*Stated problem*
Rewrite every line of the listing below, requests included, and scale each coordinate in the answers by 1.75, rounding to whole numbers with halves going up. Leave the wording of the requests unchanged.

# start of Dataset records

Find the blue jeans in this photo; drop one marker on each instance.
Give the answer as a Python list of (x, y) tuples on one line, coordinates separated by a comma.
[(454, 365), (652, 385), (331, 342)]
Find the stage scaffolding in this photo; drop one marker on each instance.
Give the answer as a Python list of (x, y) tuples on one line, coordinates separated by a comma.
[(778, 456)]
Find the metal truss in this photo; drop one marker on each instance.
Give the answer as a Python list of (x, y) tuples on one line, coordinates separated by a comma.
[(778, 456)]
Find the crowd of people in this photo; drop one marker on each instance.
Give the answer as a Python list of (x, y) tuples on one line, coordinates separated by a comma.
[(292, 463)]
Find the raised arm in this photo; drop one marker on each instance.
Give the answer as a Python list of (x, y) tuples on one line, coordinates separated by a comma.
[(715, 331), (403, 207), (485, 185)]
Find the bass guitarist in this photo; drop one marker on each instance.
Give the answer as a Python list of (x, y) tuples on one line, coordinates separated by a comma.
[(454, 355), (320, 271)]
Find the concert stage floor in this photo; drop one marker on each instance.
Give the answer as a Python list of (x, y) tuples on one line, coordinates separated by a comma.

# end of Dataset records

*Problem solution*
Find the blue jeans in this photo; drop one marker on each instance.
Give the answer as a Python list of (x, y) tuples on one line, coordinates separated by a comma.
[(795, 639), (1141, 674), (579, 599)]
Find the stage scaffolding in this photo; drop one marker on each instance.
Give the answer as a Python list of (x, y) tuples on one line, coordinates separated by a comma.
[(1362, 798)]
Find the metal truss in this photo; drop one marker on each instance.
Give the answer as a Python list of (x, y) tuples on one line, coordinates separated by a comma.
[(1362, 798)]
Find the crowd of people in this photo; drop one marker on each instance.
Give the answer as a Python list of (x, y) tuples on one line, coordinates separated by a comma.
[(511, 810)]
Find the raised arm in this photo; drop one marker on each instance.
Give the answer as a Python list of (x, y) tuples on one line, coordinates separated by a comma.
[(1251, 579), (705, 362), (849, 324)]
Find the bass guitarist in this photo; drop one marker on each instance.
Give the answer as a Python list of (x, y) tuples on one line, coordinates separated by a comma.
[(795, 621), (560, 474)]
Find the concert stage floor in this photo; drop one marker on each instance.
Give the answer as a Python list of (x, y) tuples on one line, coordinates separated by a comma.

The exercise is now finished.